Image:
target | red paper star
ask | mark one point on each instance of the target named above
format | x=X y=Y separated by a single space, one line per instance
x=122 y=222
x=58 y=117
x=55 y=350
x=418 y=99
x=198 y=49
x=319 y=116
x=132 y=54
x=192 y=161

--------------------------------

- **ASSIGNMENT**: Take the word "target" and find each line of the material that contains it. Copy those lines.

- **WRITTEN ANSWER**:
target | red paper star
ask | mark one point on each instance of the target named above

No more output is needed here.